WHAT IS BEING ASKED >> Reproduce every record below, character by character.

--- THE DATA Enclosed Below ---

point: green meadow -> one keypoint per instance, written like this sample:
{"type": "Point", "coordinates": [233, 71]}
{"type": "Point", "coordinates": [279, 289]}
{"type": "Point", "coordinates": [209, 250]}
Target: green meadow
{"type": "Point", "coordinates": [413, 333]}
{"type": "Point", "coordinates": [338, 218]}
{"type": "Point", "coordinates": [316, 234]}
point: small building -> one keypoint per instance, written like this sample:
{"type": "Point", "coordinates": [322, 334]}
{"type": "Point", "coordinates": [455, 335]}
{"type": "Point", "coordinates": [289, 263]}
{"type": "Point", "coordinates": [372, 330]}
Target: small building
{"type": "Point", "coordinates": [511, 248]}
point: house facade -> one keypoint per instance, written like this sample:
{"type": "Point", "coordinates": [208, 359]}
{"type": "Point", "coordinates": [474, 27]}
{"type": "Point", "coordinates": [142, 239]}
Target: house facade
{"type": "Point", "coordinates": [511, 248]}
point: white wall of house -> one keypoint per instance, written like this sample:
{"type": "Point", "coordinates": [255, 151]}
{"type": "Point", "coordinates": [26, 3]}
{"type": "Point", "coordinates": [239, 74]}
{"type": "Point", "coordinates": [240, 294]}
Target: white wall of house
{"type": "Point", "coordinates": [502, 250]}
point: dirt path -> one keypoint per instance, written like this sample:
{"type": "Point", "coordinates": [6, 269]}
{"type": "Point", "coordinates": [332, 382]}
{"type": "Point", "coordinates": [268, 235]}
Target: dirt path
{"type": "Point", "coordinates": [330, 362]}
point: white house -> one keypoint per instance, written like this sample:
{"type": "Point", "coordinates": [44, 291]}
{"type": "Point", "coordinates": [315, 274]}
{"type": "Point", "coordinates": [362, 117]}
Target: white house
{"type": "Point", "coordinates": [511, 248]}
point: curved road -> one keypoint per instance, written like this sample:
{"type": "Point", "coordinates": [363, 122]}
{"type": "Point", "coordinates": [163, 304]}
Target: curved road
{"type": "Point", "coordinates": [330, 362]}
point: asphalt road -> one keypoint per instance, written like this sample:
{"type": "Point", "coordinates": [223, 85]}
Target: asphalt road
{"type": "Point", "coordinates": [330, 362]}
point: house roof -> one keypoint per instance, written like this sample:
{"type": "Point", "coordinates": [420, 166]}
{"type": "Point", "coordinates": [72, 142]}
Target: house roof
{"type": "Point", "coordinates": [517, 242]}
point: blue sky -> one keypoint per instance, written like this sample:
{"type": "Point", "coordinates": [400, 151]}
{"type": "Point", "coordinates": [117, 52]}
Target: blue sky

--- End of Enclosed THE DATA ---

EXERCISE RESPONSE >>
point: green meadow -> one keypoint per instance, written like this sample:
{"type": "Point", "coordinates": [233, 71]}
{"type": "Point", "coordinates": [279, 289]}
{"type": "Point", "coordinates": [209, 250]}
Target: green meadow
{"type": "Point", "coordinates": [413, 333]}
{"type": "Point", "coordinates": [338, 218]}
{"type": "Point", "coordinates": [316, 234]}
point: small building -> one keypoint per instance, written like this sample:
{"type": "Point", "coordinates": [322, 334]}
{"type": "Point", "coordinates": [455, 335]}
{"type": "Point", "coordinates": [289, 263]}
{"type": "Point", "coordinates": [372, 330]}
Target: small building
{"type": "Point", "coordinates": [511, 248]}
point: house facade -> one keypoint per instance, written like this sample:
{"type": "Point", "coordinates": [208, 359]}
{"type": "Point", "coordinates": [474, 27]}
{"type": "Point", "coordinates": [142, 239]}
Target: house facade
{"type": "Point", "coordinates": [511, 248]}
point: white wall of house -> one keypoint per instance, written like this sample:
{"type": "Point", "coordinates": [255, 151]}
{"type": "Point", "coordinates": [26, 3]}
{"type": "Point", "coordinates": [239, 74]}
{"type": "Point", "coordinates": [240, 294]}
Target: white wall of house
{"type": "Point", "coordinates": [502, 250]}
point: dirt path -> one keypoint per instance, written like this sample:
{"type": "Point", "coordinates": [6, 269]}
{"type": "Point", "coordinates": [332, 382]}
{"type": "Point", "coordinates": [268, 235]}
Target: dirt path
{"type": "Point", "coordinates": [330, 362]}
point: white house -> one keypoint per instance, written like this sample:
{"type": "Point", "coordinates": [44, 291]}
{"type": "Point", "coordinates": [315, 274]}
{"type": "Point", "coordinates": [362, 117]}
Target: white house
{"type": "Point", "coordinates": [511, 248]}
point: curved road -> one keypoint per instance, written like this sample:
{"type": "Point", "coordinates": [363, 122]}
{"type": "Point", "coordinates": [163, 304]}
Target: curved road
{"type": "Point", "coordinates": [330, 362]}
point: asphalt road -> one keypoint per instance, written like this sample:
{"type": "Point", "coordinates": [223, 85]}
Target: asphalt road
{"type": "Point", "coordinates": [330, 362]}
point: house roof -> one keypoint per instance, written like this sample:
{"type": "Point", "coordinates": [420, 166]}
{"type": "Point", "coordinates": [72, 142]}
Target: house roof
{"type": "Point", "coordinates": [517, 242]}
point: blue sky -> one keypoint per instance, written like this sample:
{"type": "Point", "coordinates": [400, 151]}
{"type": "Point", "coordinates": [117, 52]}
Target: blue sky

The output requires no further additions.